Aim of the exercise. Continue the article about the "Alice in Wonderland" beauty products from its last sentence.

This story first appeared in the January 8, 2010 issue of WWD.  Subscribe Today.

Disney Consumer Products approached the two Southern California-based companies about a year ago to consider licensing agreements enabling them to interpret the characters in director Tim Burton’s take on the Lewis Carroll book “Alice’s Adventures in Wonderland” for beauty products. They quickly signed on, intrigued by the enduring tale of a young girl, the magical world Burton could dream up and the well-known actors in the film (Johnny Depp plays The Mad Hatter and Anne Hathaway is The White Queen.)

“Burton is dark and edgy, yet everything he does is really beautiful at the same time,” said Wende Zomnir, Urban Decay’s creative director and co-founder. “I felt it was a perfect match for Urban Decay to do a palette based on his vision.”

The resulting palette, a $52 limited edition “Alice in Wonderland” version of Urban Decay’s Book of Shadows products, is covered in a pattern with teapots and cups, and opens to reveal a pop-up drawing of Alice, recently shrunken by the “drink me” bottle contents, in the mushroom forest. Inside, there are 16 shadows with “Alice in Wonderland”-related names, such as a bright blue called Alice, and a white shade called White Rabbit, as well as two travel-size 24/7 Eye Pencils and one 0.13-oz. Eyeshadow Primer Potion.

Suzi Weiss-Fleischmann, OPI executive vice president and creative director, described herself as thrilled to work on the “Alice in Wonderland” project. “Everybody wants to be somebody. If they like an actor or actress, they can associate a nail lacquer with their character, and it gets them closer,” she said. “These collaborations draw the consumer more and more to a movie and a [nail lacquer] color.”

There are four $8.50 OPI nail lacquers in the “Alice in Wonderland” set: Absolutely Alice, a blue glitter; Thanks So Muchness, a red shimmer; Off With Her Red, a vivid red, and Mad as a Hatter, a black multiglitter shade. Rolling into stores this month in advance of the March 5 movie release, the lacquers will be sold at Ulta, J.C. Penney, Dillard’s, Pure Beauty, BeautyFirst, Chatters, Regis, Trade Secret and Beauty Brands.

Also entering stores is the Urban Decay palette, which will be available at Sephora, Ulta and Macy’s. At Sephora, Zomnir detailed there are Alice-themed endcaps and point-of-sale merchandising displays set up like a bookshelf to showcase the “Alice in Wonderland” product, and tabletop displays at Ulta with enlarged renditions of the interior of the palette. It is estimated the Urban Decay “Alice in Wonderland” palette will generate more than $4 million in sales.

Dataset entries.
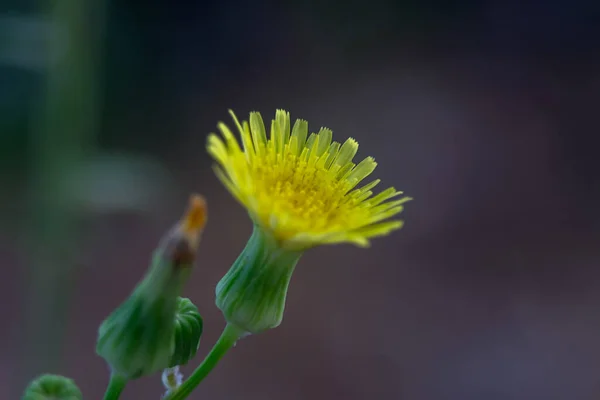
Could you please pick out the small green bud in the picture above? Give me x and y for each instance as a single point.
(252, 294)
(188, 330)
(52, 387)
(138, 338)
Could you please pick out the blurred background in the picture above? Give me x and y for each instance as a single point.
(486, 112)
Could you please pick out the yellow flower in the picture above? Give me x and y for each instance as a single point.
(302, 188)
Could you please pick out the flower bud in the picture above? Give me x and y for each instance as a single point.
(137, 339)
(52, 387)
(252, 294)
(188, 330)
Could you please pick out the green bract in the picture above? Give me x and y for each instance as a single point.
(252, 294)
(188, 330)
(138, 338)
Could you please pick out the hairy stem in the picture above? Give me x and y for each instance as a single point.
(231, 334)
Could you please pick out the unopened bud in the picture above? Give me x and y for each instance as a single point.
(52, 387)
(138, 339)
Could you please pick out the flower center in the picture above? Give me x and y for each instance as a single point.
(301, 194)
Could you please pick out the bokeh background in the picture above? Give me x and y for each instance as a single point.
(486, 112)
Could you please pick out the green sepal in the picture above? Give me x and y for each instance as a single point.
(253, 292)
(52, 387)
(188, 330)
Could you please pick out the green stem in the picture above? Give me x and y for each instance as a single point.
(231, 334)
(115, 387)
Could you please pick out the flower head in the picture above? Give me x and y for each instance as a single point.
(302, 188)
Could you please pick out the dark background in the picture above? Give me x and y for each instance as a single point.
(485, 112)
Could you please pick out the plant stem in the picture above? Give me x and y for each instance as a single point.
(115, 387)
(231, 334)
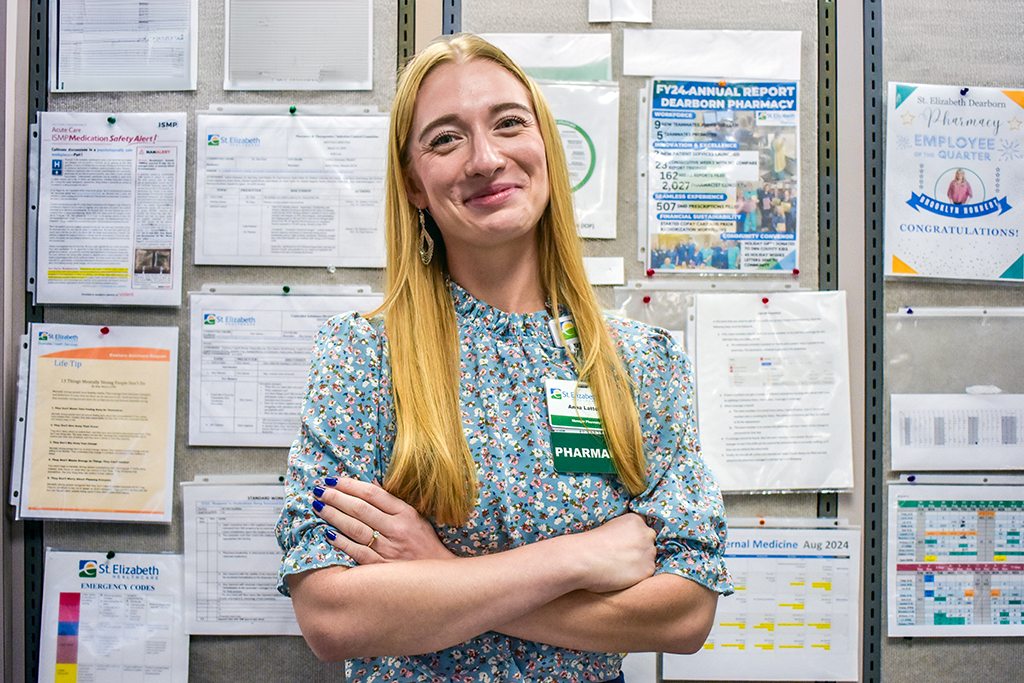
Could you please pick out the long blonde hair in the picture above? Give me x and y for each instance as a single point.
(431, 466)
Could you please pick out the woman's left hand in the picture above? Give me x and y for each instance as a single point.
(374, 525)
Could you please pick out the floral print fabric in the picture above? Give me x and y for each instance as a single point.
(348, 430)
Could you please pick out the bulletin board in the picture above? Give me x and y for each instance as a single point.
(927, 43)
(285, 658)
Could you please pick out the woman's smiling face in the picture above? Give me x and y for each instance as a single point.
(476, 157)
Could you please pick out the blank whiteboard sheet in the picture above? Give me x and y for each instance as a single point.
(794, 615)
(298, 45)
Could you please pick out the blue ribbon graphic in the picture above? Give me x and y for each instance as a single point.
(918, 202)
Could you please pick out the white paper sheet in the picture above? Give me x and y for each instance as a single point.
(112, 201)
(722, 176)
(604, 269)
(231, 560)
(713, 54)
(113, 619)
(621, 10)
(291, 190)
(250, 363)
(773, 390)
(954, 165)
(955, 563)
(795, 613)
(957, 432)
(118, 45)
(588, 120)
(557, 56)
(99, 423)
(298, 45)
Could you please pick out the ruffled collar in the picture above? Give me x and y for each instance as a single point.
(498, 322)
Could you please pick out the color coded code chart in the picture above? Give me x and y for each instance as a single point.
(67, 659)
(794, 613)
(115, 619)
(955, 563)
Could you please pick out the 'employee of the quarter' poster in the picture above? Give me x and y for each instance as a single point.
(954, 173)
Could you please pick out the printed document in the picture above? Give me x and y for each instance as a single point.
(112, 616)
(232, 559)
(955, 560)
(957, 431)
(112, 207)
(291, 190)
(250, 364)
(954, 168)
(795, 613)
(773, 390)
(118, 45)
(98, 439)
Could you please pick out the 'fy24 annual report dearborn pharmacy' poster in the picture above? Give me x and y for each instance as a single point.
(954, 172)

Exercise output.
Johanna Mooney, Disney Consumer Products’ director, health and beauty, explained the “Alice in Wonderland” beauty collaborations are intended to build buzz and help Disney engage a broad audience. “If you look at Facebook on Urban Decay, even though they haven’t officially announced the Book, people are already asking about it,” she said. “Knowing that the Urban Decay consumer base finds it exciting that Urban Decay is partnering with Alice and Disney, that is exciting for us. It makes a woman think about Disney in a different way.”

While Disney has permitted images from its “Alice in Wonderland” properties to be on beauty products in the past — Goldie used Alice in products for Bath & Body Works three years ago and Gianna Rose Atelier launched soaps featuring characters about two years ago — Urban Decay and OPI are the first beauty brands to translate Burton’s ideas and are aimed at cutting-edge beauty consumers older than typical Disney cartoon watchers. Younger, mass consumers, however, will also be privy to “Alice in Wonderland”-branded beauty products when a line produced under license by Townley Cosmetics hits Wal-Mart and Hot Topic, among other retailers, this summer.

Mooney believes the new “Alice in Wonderland” beauty products could move fast and become coveted by collectors. It has happened before. Mooney noted Carol’s Daughter’s “The Princess and the Frog” merchandise called A Magical Beauty Collection sold out in less than a day on the hair care brand’s Web site, and a Disney Couture Minnie Mouse handbag retailing for $100 was priced as high as $3,000 on eBay last year prior to the holidays.

“All I am hearing is that people can’t wait to get their hands on that thing,” said Zomnir of the Urban Decay palette. “I suspect we will see quite a few of these on eBay.”

For her part, Weiss-Fischmann admitted the most memorable outcome of the “Alice in Wonderland” collaboration would be an encounter with Depp. “My request is that I want to meet him,” she pronounced, “or, at least, [get] a picture that says, ‘With love to Suzi.’”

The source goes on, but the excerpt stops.